● Exercise set
(A) Answer these questions about the forum thread on the _ignored field, one answer per line, marked like the questions:
(i) Which Elasticsearch version does the person asking run?
(ii) In the suggested query, what value is given for "_source"?
(iii) In the sample response, how many shards are reported as total?
(B) Arrange the lines of the listing as a numbered list, leaving out blank lines. Start at the line containing "Highlight the car alloy wheel." and end at the end of the listing.

● Document excerpt
○ ○ ○
Query to list all _ignored field values

I am running ES version 7.10. What is the query to get all docs where _ignored field exists and lists the value?

Hi @Alex_Raguero

This doc help you: _ignored field | Elasticsearch Guide [8.13] | Elastic

Hi, I wasn't sure what to put as my source so it returns the _ignored value:

GET _search
{
  "query": {
    "exists": {
      "field": "_ignored"
    }
  }
  "source": "???"
}

You need to run a query to get all the documents where the _ignored field exists.

For example, the following query will query your indices and return the documents where the _ignored field exists.

GET */_search
{
  "query": {
    "exists": {
      "field": "_ignored"
    }
  },
  "_source": false
}

You will get something like this as an answer:

{
  "took": 4,
  "timed_out": false,
  "_shards": {
    "total": 4,
    "successful": 4,
    "skipped": 0,
    "failed": 0
  },
  "hits": {
    "total": {
      "value": 1,
      "relation": "eq"
○ ○ ○
● Data provided

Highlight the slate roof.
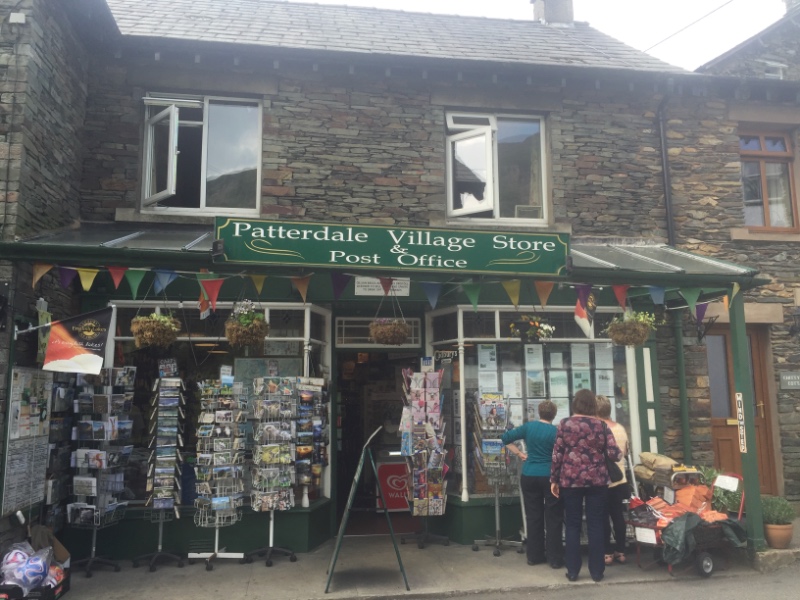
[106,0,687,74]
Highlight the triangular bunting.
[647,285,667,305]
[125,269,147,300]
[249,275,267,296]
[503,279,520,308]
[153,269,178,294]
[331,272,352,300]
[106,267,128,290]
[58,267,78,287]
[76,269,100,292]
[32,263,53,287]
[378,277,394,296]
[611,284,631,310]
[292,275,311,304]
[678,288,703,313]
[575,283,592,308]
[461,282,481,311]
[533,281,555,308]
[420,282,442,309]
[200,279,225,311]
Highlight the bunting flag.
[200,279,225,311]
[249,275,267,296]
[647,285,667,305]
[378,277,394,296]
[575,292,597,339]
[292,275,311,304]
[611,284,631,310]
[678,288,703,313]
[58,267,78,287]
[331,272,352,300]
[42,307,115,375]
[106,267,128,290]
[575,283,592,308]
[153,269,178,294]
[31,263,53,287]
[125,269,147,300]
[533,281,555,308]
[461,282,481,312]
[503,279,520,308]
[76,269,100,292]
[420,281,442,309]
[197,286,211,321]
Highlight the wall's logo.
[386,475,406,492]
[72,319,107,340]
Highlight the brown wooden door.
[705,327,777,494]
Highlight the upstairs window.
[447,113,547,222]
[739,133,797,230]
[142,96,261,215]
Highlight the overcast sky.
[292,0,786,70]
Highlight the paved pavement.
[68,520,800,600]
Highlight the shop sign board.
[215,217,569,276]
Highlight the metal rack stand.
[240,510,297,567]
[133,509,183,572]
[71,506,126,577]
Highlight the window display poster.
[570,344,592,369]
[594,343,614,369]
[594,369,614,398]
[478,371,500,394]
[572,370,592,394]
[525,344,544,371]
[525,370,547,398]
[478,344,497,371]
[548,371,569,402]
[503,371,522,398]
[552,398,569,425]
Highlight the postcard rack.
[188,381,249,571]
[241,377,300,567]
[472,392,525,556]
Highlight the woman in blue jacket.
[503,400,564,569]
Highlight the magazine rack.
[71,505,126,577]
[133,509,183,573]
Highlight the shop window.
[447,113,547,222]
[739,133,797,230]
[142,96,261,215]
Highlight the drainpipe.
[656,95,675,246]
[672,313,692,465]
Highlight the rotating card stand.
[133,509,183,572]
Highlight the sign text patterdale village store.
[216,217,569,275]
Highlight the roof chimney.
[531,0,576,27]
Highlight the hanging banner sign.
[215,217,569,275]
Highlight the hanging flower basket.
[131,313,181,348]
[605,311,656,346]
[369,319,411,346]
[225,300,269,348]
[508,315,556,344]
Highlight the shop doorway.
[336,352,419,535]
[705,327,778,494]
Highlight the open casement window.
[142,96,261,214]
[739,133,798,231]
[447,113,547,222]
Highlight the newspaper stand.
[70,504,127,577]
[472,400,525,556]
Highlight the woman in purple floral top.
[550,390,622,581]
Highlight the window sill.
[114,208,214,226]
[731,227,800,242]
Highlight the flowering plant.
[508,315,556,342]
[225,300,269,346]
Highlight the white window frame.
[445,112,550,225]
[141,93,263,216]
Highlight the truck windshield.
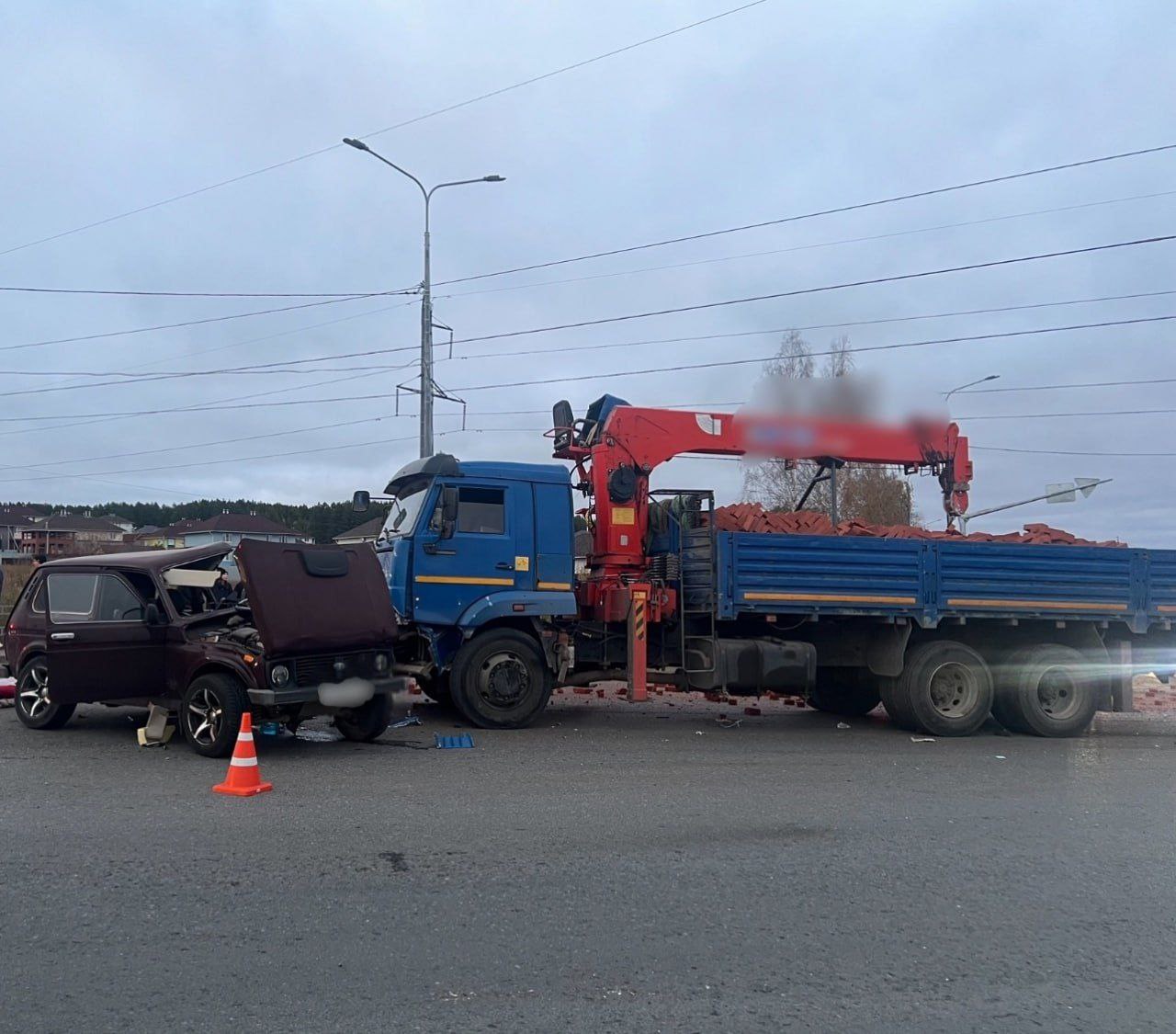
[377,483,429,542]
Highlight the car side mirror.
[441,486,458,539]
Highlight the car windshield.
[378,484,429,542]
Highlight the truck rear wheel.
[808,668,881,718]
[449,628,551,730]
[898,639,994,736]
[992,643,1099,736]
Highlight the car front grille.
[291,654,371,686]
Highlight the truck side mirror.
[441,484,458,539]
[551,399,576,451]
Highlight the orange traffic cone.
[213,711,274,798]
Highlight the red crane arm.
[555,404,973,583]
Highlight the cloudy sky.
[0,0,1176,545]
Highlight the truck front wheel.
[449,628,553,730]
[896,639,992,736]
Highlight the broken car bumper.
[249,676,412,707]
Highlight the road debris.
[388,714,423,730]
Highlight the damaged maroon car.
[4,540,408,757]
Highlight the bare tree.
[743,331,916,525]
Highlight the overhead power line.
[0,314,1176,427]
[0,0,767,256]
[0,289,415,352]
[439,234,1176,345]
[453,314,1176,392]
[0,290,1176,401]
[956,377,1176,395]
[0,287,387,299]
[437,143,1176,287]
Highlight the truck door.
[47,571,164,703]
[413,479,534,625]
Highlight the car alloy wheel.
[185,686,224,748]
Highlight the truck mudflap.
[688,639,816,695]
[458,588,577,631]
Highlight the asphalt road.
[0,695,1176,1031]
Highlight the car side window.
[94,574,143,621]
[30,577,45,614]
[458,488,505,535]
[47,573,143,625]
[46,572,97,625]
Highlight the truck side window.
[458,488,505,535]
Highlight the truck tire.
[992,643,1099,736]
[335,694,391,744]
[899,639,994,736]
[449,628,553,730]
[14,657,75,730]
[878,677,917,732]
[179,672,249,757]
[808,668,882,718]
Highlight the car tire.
○ ○ ○
● Expected answers
(A)
(i) 7.10
(ii) false
(iii) 4

(B)
1. Highlight the car alloy wheel.
2. [185,686,224,748]
3. Highlight the truck mudflap.
4. [688,639,816,695]
5. [458,588,577,631]
6. Highlight the asphalt road.
7. [0,695,1176,1031]
8. Highlight the car side window.
9. [94,574,143,621]
10. [30,577,45,614]
11. [458,488,505,535]
12. [47,573,143,625]
13. [46,572,97,625]
14. Highlight the truck side window.
15. [458,488,505,535]
16. Highlight the truck tire.
17. [992,643,1099,736]
18. [335,694,391,744]
19. [899,639,994,736]
20. [449,628,553,730]
21. [14,657,75,730]
22. [878,677,917,732]
23. [179,672,249,757]
24. [808,668,882,718]
25. Highlight the car tire.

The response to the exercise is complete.